Having done some training classes and bonding with your current dog will make that relationship strong enough to handle the chaos that comes from a second dog. The second dog (any shetler dog) will need lots of attention/time/training for the first couple months and the training of the first dog has to take a backseat unless you have nearly endless time. If the first dog has a strong bond with you and a solid basic training level, that isn't any problem but if the first dog is still newish and doesn't have a good training background, you are likely to run into behavior problems and a lot of stress trying to work with two dogs at one time. 

I would suggest you contact several rescue groups that use foster homes. Offer to pay the cost of pull fees, vetting and foster care for the other dog for 2 months. Buy a crate and some food. All this will likely cost ~$300. If a rescue has a foster home available, you'd be helping them save her regardless of who adopts her later and you can express your interest in adopting her after those two months if all goes well. Maybe make an agreement that if you are the one that adopts her in 2 months that they waive the adoption fee for you (having paid the upfront costs). If you chose not to adopt her, she will at least have a significantly better chance of getting adopted having had that good start. Most rescues are very tight on both cash AND foster homes, but if you take care of 1/2 that equation, it makes it easier to find a foster (generally)

Edit to add:
No matter how well trained and calm your current dog is, you do need to expect a second dog to affect the first's training and behavior. The better he is to start with, the less the affect but it will be there. His routine will change, his amount of attention from you will change, he'll have a new playmate to pester or be pestered by, etc. My dog Chester is very solid in his temperament and not much really phases him, but he still had an adjustment period with the current foster dog and a little sliding of his training: he was more boisterous in asking for attention, began to jump on people more again after getting much better about that, getting a little more vocal because the new dog was more vocal (he's still a very quiet dog) and such. Nothing major and nothing horribly negative, just things that add some need for reinforcement training that can be hard to find time for while dealing with the second (very needy of training etc) dog. 

Either way, I highly suggest a basic obedience class with your dog now and then one with any dog you get later.


----------



## luvmyfurballs (Mar 5, 2012)

I probably am not the person to answer this question, because I don't go to shelters because I know I will come home with another one. If you had a young puppy that wasn't potty trained, still teething, etc I would say to get past that first, but since you have a dog that doesn't need much work, besides the training you put into it, I say go for it. I would also be more likely to take the dog out of the not so good shelter just because its not so good...Good Luck!!


----------

CHALLENGE A:
Answer these questions about the thread on adding a second dog:
(i) About how much does the poster expect the pull fees, vetting, foster care, crate and food to cost?
(ii) What is the name of the poster's current dog?
(iii) Why does luvmyfurballs stay away from shelters?
The thread and the listing come from separate sources.

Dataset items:
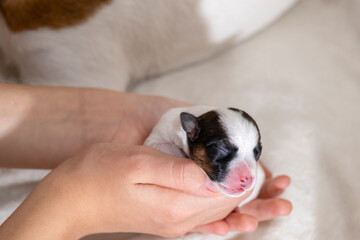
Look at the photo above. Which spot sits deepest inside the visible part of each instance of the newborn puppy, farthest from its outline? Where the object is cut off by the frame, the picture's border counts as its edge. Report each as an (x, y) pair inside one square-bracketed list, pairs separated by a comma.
[(224, 142)]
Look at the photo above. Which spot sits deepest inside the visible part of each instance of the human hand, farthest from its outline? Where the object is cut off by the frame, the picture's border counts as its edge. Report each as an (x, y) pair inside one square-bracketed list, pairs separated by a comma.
[(111, 187), (266, 207), (67, 120)]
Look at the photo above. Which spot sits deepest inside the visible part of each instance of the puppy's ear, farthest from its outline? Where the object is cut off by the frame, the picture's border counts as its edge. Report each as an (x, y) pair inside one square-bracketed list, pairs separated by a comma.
[(190, 124)]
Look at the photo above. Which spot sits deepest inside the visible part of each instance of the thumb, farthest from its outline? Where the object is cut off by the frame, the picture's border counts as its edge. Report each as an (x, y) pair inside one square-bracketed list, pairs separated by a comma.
[(180, 174)]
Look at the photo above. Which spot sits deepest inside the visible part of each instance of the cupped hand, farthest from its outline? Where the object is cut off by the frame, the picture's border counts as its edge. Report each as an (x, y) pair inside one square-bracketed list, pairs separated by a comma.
[(111, 187), (135, 116), (267, 206)]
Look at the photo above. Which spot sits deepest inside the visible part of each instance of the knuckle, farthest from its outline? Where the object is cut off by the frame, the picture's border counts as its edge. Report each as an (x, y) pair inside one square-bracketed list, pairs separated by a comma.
[(174, 231), (176, 214)]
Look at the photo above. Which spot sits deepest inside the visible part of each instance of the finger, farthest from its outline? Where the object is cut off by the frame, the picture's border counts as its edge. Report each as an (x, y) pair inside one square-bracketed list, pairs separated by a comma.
[(219, 228), (274, 187), (266, 209), (241, 222), (268, 174), (173, 172)]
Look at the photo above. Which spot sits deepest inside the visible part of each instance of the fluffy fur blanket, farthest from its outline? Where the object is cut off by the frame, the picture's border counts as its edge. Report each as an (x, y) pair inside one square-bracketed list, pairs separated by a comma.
[(300, 78)]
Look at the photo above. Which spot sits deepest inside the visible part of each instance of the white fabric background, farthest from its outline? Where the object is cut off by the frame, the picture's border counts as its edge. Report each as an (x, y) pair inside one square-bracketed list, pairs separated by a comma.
[(300, 78)]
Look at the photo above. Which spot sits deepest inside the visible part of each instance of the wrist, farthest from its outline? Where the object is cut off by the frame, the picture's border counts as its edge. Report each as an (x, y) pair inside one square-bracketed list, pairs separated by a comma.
[(49, 212)]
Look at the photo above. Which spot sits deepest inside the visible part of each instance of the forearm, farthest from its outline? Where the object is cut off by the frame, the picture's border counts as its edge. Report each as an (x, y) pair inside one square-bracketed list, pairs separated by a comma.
[(48, 212), (42, 126)]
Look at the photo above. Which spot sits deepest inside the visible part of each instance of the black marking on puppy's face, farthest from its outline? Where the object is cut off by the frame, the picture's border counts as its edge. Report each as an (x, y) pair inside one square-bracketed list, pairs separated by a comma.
[(210, 149), (258, 149)]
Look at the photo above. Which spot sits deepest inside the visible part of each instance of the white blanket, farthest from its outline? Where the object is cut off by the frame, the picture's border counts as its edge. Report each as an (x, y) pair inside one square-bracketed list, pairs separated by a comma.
[(300, 79)]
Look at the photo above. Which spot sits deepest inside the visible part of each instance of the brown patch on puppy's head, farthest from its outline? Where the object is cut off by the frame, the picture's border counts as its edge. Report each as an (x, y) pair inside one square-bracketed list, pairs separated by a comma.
[(208, 143), (21, 15)]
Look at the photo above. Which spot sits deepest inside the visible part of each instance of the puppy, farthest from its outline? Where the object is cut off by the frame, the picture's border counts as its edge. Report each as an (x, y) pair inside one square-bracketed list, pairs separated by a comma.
[(224, 142)]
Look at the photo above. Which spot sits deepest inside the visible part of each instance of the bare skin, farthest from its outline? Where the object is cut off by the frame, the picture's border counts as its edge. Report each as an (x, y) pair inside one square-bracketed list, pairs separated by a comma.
[(48, 127)]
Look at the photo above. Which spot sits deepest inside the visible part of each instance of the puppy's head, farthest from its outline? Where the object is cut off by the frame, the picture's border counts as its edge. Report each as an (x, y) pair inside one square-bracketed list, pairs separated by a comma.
[(226, 144)]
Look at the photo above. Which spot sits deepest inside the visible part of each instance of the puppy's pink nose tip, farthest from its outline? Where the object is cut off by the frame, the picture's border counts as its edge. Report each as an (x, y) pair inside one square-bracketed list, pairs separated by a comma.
[(246, 181)]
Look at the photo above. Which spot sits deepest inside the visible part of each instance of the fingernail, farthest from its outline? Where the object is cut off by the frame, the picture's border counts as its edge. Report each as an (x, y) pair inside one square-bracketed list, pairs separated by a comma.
[(209, 185)]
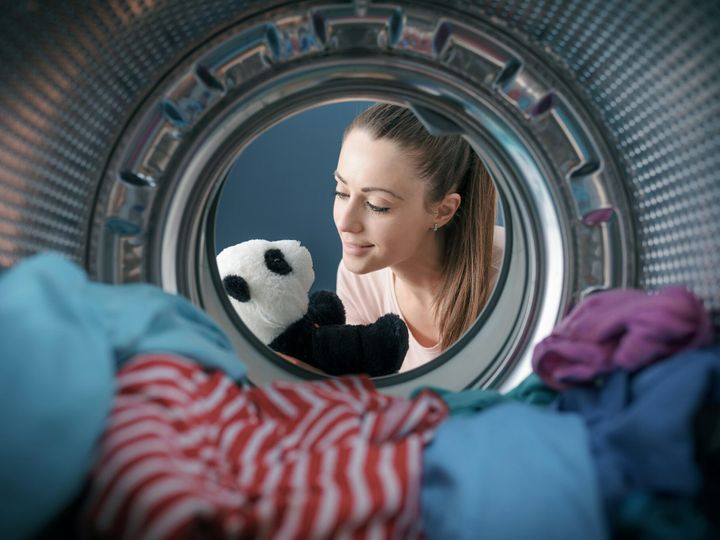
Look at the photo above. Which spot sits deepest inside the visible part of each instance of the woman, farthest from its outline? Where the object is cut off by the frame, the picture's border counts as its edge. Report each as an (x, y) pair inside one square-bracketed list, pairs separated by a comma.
[(416, 217)]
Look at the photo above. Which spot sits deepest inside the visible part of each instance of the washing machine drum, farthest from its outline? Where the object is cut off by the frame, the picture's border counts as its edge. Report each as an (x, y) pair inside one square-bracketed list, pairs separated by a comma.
[(599, 121)]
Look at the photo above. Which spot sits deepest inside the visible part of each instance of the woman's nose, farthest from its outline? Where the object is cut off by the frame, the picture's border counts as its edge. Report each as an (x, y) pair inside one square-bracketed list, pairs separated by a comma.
[(347, 217)]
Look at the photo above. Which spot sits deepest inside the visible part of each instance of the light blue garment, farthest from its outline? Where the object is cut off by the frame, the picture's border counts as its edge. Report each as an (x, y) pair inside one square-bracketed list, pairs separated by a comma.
[(61, 340), (513, 472)]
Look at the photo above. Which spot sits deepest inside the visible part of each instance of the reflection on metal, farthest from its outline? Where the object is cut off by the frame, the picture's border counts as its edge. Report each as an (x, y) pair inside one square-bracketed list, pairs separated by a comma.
[(550, 166)]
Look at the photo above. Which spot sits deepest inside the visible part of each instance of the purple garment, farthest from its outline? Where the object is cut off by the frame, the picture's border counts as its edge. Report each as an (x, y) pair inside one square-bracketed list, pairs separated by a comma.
[(621, 328)]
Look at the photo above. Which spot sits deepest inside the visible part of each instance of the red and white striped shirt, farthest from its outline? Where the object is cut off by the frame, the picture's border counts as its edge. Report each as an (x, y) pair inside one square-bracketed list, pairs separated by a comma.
[(190, 454)]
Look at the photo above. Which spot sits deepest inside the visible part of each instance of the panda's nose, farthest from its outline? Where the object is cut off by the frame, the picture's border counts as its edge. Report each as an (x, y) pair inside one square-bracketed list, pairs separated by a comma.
[(276, 263), (237, 288)]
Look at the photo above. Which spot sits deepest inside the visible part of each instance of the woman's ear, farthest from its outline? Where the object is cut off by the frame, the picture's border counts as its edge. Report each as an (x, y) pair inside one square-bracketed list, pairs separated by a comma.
[(445, 210)]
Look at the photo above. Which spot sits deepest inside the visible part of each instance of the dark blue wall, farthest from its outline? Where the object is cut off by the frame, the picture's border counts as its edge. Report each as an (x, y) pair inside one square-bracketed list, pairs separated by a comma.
[(282, 186)]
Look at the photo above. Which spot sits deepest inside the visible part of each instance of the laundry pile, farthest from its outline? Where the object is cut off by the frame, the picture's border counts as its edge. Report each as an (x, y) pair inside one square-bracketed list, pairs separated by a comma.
[(126, 414)]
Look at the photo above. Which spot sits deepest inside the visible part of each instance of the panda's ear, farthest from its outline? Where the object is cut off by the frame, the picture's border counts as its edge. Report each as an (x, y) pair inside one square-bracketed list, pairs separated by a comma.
[(237, 287), (276, 263)]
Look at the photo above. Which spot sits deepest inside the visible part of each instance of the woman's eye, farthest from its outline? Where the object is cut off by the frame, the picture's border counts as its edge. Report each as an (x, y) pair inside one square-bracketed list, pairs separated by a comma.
[(378, 209)]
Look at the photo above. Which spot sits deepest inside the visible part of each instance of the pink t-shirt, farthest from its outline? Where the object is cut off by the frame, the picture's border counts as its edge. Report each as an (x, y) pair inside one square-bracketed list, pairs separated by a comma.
[(368, 297)]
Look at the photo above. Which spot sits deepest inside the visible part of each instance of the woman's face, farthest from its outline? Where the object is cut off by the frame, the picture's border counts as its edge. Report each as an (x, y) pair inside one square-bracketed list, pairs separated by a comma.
[(380, 210)]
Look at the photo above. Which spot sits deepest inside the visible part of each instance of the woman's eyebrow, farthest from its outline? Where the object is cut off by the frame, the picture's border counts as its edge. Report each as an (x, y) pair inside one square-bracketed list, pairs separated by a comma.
[(369, 189)]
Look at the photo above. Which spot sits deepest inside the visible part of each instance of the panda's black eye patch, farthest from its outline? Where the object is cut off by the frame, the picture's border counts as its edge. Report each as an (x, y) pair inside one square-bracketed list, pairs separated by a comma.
[(237, 287), (275, 261)]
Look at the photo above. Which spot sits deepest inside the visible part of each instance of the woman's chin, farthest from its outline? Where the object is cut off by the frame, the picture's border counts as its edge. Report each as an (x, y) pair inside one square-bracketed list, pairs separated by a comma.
[(358, 265)]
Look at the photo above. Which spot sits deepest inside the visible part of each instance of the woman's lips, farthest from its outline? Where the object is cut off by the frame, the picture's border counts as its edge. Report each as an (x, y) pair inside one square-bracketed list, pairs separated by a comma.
[(352, 248)]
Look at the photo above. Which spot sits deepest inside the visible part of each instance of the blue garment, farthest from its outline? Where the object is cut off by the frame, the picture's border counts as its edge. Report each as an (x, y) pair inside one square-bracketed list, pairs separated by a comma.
[(61, 340), (641, 424), (514, 471)]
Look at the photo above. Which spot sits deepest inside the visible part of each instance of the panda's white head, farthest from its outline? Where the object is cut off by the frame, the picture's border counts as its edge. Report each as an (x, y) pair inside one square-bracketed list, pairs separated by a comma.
[(268, 283)]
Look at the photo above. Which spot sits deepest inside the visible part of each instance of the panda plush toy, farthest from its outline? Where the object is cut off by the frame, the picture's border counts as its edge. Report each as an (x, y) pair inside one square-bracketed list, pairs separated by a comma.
[(268, 284)]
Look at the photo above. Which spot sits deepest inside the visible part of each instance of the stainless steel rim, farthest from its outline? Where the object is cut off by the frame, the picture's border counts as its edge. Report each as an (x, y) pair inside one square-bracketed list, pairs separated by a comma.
[(564, 202)]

CHALLENGE B: Write out the stretch of the listing from the line containing "the fingernail, farthest" through the line containing "[(61, 340), (513, 472)]", both included, without the pictures.

FULL OUTPUT A:
(i) About $300.
(ii) Chester.
(iii) Because luvmyfurballs knows they would come home with another dog.

FULL OUTPUT B:
Look at the photo above. Which spot sits deepest inside the visible part of each instance of the fingernail, farthest from its outline? Where the object is cut off by the frame, the picture's border counts as its edge. Report each as an (x, y) pair inside one square-bracketed list, pairs separated by a comma.
[(209, 185)]
Look at the photo above. Which spot sits deepest inside the visible part of each instance of the woman, farthest from its outline? Where the object is cut off by the frame, the picture's border counts as its edge. Report each as an (x, y) pair inside one square-bracketed list, pairs separated by a comma.
[(416, 217)]
Look at the photo above. Which spot sits deepest inside the visible part of each instance of the washing machine drum, farthest from its outline? Where the object is cut off by the frame, the picture's border counts as its edge. Report each as an (x, y) pair inside one square-bracketed list, pairs separated by a comma.
[(599, 121)]
Look at the photo above. Which spot sits deepest inside the visible part of each instance of the woman's nose, farthest from its outline? Where the object is cut off by the frame, the picture's border counts as its edge. Report each as an (x, y) pair inside one square-bracketed list, pairs separated by a comma.
[(347, 217)]
Look at the photo above. Which spot sits deepest inside the visible part of each instance of the light blue garment, farthest from its outline? Where the object is cut off by the frame, the picture's border counts as its edge. Report each as an (x, y) pair inside one square-bracketed list, pairs separated by a comma.
[(61, 340), (513, 472)]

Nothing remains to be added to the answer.